Problem to solve
How many lines of the listing below contain the word "concrete", with case counting? Reply with the number alone.

Rows from a dataset

********

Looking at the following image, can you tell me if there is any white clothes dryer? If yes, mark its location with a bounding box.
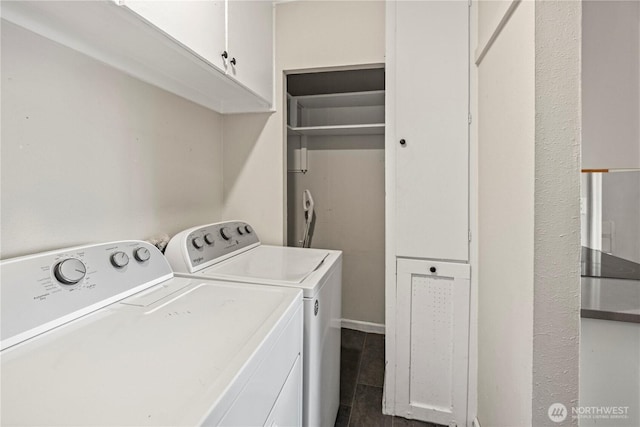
[0,241,303,426]
[165,221,342,427]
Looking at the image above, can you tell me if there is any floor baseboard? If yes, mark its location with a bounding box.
[342,319,384,335]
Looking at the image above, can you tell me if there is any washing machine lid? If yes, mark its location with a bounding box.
[202,245,332,294]
[0,279,300,426]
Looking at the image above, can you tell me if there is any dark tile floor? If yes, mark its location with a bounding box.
[335,329,439,427]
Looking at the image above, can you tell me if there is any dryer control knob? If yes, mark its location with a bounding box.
[111,251,129,268]
[133,248,151,262]
[204,233,216,245]
[53,258,87,285]
[191,237,204,249]
[220,227,231,240]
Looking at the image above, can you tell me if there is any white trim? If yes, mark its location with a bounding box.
[476,0,522,65]
[382,1,396,415]
[342,319,385,335]
[467,1,480,427]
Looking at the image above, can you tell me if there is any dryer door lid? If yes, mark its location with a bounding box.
[207,245,330,284]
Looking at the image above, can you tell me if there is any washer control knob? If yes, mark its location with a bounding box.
[53,258,87,285]
[111,251,129,268]
[133,248,151,262]
[191,237,204,249]
[220,227,231,240]
[204,233,216,245]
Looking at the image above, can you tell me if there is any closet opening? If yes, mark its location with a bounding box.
[286,68,385,333]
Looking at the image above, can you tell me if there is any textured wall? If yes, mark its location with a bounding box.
[477,1,581,426]
[1,21,222,258]
[532,0,582,426]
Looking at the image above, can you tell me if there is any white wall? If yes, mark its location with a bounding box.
[478,2,535,427]
[582,0,640,169]
[1,21,222,258]
[476,1,581,427]
[222,1,385,323]
[223,1,385,244]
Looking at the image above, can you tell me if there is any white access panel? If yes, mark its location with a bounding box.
[396,259,470,426]
[394,1,469,261]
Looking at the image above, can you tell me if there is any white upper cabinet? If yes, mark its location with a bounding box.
[121,0,226,71]
[227,0,274,100]
[1,0,273,114]
[389,1,469,261]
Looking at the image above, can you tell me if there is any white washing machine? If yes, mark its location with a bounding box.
[165,221,342,427]
[0,241,303,426]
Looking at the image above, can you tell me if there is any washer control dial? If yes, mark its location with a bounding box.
[111,251,129,268]
[191,237,204,249]
[220,227,231,240]
[204,233,216,245]
[133,248,151,262]
[53,258,87,285]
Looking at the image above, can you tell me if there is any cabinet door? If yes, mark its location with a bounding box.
[227,0,273,102]
[395,1,469,260]
[123,0,226,71]
[396,259,470,426]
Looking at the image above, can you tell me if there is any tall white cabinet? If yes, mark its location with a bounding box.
[384,0,470,426]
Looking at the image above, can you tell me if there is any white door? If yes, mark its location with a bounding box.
[227,0,274,102]
[124,0,226,71]
[395,0,469,261]
[395,259,470,426]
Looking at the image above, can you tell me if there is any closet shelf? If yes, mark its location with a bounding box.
[287,123,384,136]
[289,90,384,108]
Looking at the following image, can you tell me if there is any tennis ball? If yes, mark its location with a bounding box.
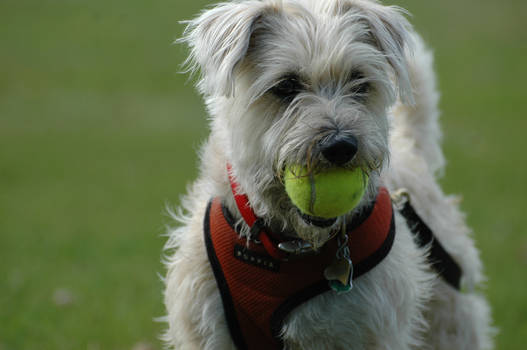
[283,165,368,219]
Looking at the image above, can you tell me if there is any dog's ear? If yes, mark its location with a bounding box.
[350,0,414,104]
[179,1,264,96]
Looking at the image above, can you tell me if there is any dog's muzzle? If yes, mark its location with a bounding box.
[320,133,359,166]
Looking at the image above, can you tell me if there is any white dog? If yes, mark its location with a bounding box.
[165,0,493,350]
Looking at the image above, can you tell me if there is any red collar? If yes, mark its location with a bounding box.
[227,164,392,260]
[204,166,395,350]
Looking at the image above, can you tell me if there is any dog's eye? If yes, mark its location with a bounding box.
[349,71,371,100]
[271,75,302,100]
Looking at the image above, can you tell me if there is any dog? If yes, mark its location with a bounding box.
[164,0,494,350]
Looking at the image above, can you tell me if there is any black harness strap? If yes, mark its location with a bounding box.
[399,200,461,290]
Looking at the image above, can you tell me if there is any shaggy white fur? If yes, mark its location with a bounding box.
[165,0,493,350]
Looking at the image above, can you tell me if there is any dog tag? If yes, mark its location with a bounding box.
[324,258,353,293]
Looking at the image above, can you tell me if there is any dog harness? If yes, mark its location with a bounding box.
[204,188,395,350]
[204,166,461,350]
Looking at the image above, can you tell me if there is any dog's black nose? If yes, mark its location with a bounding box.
[320,134,359,165]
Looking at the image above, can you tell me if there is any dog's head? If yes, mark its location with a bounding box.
[183,0,411,245]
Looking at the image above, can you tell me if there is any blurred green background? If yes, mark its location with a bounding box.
[0,0,527,350]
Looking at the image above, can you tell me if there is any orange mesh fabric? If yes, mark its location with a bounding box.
[205,189,394,350]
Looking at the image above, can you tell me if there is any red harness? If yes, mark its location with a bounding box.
[204,188,395,350]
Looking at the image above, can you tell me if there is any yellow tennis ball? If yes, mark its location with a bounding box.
[284,165,368,219]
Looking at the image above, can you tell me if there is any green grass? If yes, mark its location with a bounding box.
[0,0,527,350]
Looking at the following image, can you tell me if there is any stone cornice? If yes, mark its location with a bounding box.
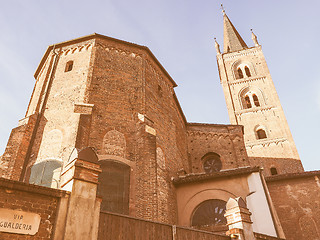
[245,138,288,148]
[222,46,261,60]
[235,106,276,116]
[187,130,242,140]
[229,76,266,85]
[171,167,260,186]
[266,171,320,183]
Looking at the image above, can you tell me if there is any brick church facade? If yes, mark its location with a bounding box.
[0,9,320,239]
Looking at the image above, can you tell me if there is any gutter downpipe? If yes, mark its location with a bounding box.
[19,45,61,182]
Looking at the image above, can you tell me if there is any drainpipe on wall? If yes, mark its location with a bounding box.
[19,45,61,182]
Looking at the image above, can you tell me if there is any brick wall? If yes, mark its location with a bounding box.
[266,171,320,240]
[0,178,67,240]
[188,123,249,173]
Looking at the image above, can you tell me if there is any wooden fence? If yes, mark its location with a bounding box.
[98,212,230,240]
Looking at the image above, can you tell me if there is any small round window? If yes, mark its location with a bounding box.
[202,153,222,173]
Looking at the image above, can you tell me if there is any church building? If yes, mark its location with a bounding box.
[0,11,320,240]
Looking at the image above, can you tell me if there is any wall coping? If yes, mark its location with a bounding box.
[0,178,70,197]
[265,170,320,182]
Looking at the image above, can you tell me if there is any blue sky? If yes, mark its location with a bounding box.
[0,0,320,170]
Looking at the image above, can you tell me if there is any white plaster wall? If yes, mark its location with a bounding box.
[247,173,277,237]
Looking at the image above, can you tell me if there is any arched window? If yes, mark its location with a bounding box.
[257,129,267,139]
[244,95,252,108]
[237,68,243,78]
[270,167,278,175]
[29,160,62,188]
[202,152,222,173]
[252,94,260,107]
[191,199,227,226]
[244,66,251,77]
[98,161,130,214]
[64,61,73,72]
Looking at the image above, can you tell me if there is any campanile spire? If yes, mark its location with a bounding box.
[221,7,248,53]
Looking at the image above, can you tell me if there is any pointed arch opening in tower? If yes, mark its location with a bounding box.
[270,167,278,175]
[252,94,260,107]
[257,129,267,139]
[244,66,251,77]
[244,95,252,108]
[237,68,243,78]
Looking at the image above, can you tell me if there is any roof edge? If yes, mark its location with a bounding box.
[34,33,178,87]
[265,170,320,182]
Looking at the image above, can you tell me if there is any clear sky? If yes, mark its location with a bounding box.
[0,0,320,170]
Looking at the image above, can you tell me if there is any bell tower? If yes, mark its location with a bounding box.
[215,10,303,175]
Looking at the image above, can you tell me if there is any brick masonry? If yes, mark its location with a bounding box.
[0,178,67,240]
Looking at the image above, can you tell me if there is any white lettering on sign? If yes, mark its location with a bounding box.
[0,208,41,235]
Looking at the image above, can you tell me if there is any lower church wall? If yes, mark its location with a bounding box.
[266,171,320,240]
[0,178,68,240]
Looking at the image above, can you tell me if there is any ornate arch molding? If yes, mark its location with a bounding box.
[238,86,267,109]
[179,189,236,226]
[231,59,257,79]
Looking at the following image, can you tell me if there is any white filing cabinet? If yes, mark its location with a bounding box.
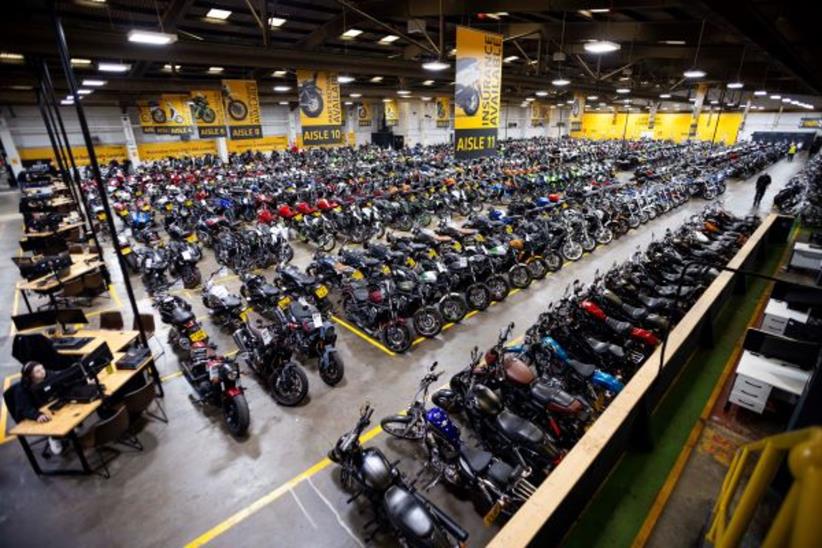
[761,299,810,335]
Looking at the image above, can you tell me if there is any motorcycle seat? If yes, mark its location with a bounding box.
[384,485,434,539]
[496,409,545,444]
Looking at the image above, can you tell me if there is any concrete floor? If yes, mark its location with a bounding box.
[0,154,804,547]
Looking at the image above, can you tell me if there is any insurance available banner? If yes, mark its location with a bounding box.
[223,80,263,139]
[297,69,345,146]
[189,89,227,139]
[454,27,502,158]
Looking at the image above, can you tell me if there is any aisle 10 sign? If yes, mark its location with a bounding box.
[454,27,502,158]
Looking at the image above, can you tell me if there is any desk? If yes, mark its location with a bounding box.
[9,329,162,475]
[17,253,106,312]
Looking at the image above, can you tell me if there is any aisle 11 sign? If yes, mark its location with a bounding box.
[454,27,502,159]
[297,69,344,146]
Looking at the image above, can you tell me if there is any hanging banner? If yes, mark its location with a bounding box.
[189,89,227,139]
[437,97,451,127]
[357,103,374,127]
[223,80,263,139]
[383,99,400,127]
[454,27,502,159]
[297,69,345,146]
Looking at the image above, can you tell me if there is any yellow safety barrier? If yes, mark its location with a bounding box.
[706,427,822,548]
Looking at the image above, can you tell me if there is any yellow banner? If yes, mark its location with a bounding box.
[190,89,226,139]
[223,80,263,139]
[357,103,374,127]
[454,27,502,158]
[383,99,400,127]
[297,69,345,146]
[437,97,451,127]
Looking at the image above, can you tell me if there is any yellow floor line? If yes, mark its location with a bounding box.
[331,315,397,356]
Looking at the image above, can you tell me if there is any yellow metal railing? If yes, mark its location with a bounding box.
[706,427,822,548]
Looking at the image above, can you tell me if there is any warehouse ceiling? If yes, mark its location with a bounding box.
[0,0,822,108]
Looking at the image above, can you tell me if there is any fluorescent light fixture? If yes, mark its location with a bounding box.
[97,63,131,72]
[206,8,231,21]
[128,29,177,46]
[340,28,362,40]
[583,40,622,54]
[422,61,451,72]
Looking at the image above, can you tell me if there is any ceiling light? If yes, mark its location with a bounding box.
[97,63,131,72]
[583,40,622,54]
[422,61,451,72]
[340,28,362,40]
[128,29,177,46]
[206,8,231,21]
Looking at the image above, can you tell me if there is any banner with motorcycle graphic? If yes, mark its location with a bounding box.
[297,69,345,146]
[437,97,451,127]
[137,95,194,135]
[454,27,502,159]
[189,89,227,139]
[223,80,263,139]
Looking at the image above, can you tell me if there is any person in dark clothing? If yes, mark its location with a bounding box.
[754,173,771,207]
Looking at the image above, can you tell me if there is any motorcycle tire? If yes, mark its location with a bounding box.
[269,363,308,407]
[508,264,531,289]
[414,306,442,339]
[485,276,508,302]
[465,283,491,310]
[319,352,345,386]
[380,415,425,441]
[440,295,468,323]
[559,240,583,261]
[526,257,548,280]
[223,394,251,438]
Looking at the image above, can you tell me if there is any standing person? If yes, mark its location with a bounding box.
[754,173,771,208]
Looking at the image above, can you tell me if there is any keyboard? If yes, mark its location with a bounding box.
[51,337,94,350]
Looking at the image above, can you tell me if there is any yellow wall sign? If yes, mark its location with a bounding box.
[454,27,502,158]
[223,80,263,139]
[190,89,226,139]
[383,99,400,127]
[297,69,345,146]
[437,97,451,127]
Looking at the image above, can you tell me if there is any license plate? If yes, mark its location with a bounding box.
[482,502,502,527]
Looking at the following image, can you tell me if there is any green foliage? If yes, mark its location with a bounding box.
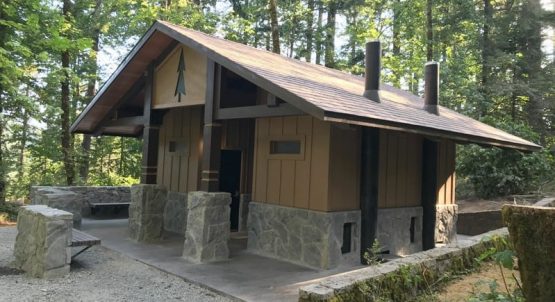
[457,120,554,198]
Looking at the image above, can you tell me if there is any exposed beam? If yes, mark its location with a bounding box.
[103,115,145,127]
[200,59,222,192]
[216,104,306,120]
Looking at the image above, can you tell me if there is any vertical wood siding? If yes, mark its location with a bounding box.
[253,116,360,211]
[378,130,422,208]
[437,140,456,204]
[157,107,202,192]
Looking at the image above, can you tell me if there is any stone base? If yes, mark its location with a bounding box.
[248,202,360,269]
[129,184,168,242]
[164,192,187,235]
[183,192,231,263]
[13,205,73,278]
[435,204,459,243]
[238,194,251,232]
[377,207,422,256]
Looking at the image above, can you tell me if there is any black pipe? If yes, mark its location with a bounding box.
[362,41,382,102]
[424,62,439,114]
[360,127,380,264]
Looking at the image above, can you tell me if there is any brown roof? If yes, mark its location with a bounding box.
[72,21,540,150]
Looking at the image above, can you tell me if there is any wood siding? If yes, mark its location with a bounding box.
[437,140,456,204]
[253,116,360,211]
[152,46,207,109]
[378,130,422,208]
[157,106,203,192]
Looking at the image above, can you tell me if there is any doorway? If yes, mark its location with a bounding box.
[220,150,241,231]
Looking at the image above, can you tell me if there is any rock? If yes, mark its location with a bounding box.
[13,205,73,278]
[501,205,555,301]
[129,184,168,242]
[183,192,231,263]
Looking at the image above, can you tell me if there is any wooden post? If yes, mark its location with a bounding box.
[141,64,161,184]
[360,127,380,264]
[201,60,222,192]
[422,139,438,250]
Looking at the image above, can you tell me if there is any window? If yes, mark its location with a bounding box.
[270,140,301,154]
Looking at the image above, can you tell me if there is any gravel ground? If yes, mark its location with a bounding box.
[0,227,232,302]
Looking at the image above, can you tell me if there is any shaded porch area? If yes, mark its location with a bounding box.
[81,218,363,301]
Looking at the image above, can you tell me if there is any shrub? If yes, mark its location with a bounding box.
[457,121,554,198]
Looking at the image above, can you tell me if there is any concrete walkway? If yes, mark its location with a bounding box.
[81,219,363,301]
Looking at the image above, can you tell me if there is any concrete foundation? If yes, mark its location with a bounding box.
[435,204,458,243]
[129,184,168,242]
[248,202,360,269]
[164,191,187,235]
[183,192,231,263]
[13,205,73,278]
[377,207,422,256]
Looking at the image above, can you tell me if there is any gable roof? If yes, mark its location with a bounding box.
[71,21,541,150]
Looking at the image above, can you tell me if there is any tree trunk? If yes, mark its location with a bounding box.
[315,0,324,64]
[324,1,337,68]
[305,0,314,62]
[393,0,401,88]
[60,0,74,186]
[426,0,434,62]
[478,0,494,118]
[79,0,102,184]
[270,0,281,54]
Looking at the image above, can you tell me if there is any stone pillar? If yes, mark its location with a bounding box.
[13,205,73,278]
[435,204,459,243]
[183,192,231,263]
[238,194,251,232]
[501,205,555,301]
[129,184,168,242]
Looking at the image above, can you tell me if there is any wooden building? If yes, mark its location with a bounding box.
[72,21,540,268]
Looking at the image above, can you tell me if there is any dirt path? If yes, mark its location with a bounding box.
[437,263,519,302]
[0,227,235,302]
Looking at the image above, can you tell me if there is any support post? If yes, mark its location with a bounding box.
[422,139,438,250]
[141,64,161,184]
[360,127,380,264]
[201,60,222,192]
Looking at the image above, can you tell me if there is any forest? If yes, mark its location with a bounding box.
[0,0,555,204]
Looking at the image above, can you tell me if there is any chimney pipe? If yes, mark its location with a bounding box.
[362,40,382,103]
[424,62,439,115]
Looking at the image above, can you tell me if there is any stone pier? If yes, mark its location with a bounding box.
[129,184,168,242]
[183,192,231,263]
[13,205,73,278]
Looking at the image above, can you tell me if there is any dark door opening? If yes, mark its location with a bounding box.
[220,150,241,231]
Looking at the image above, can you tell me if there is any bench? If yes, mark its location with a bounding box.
[70,229,100,260]
[89,202,129,215]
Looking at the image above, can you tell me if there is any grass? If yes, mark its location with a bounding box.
[0,202,19,225]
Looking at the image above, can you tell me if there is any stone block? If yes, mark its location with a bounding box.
[247,202,360,269]
[13,205,73,278]
[377,207,422,256]
[501,205,555,301]
[183,192,231,263]
[164,191,187,235]
[128,184,168,242]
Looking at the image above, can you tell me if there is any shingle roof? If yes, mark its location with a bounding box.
[70,21,540,150]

********

Correct output
3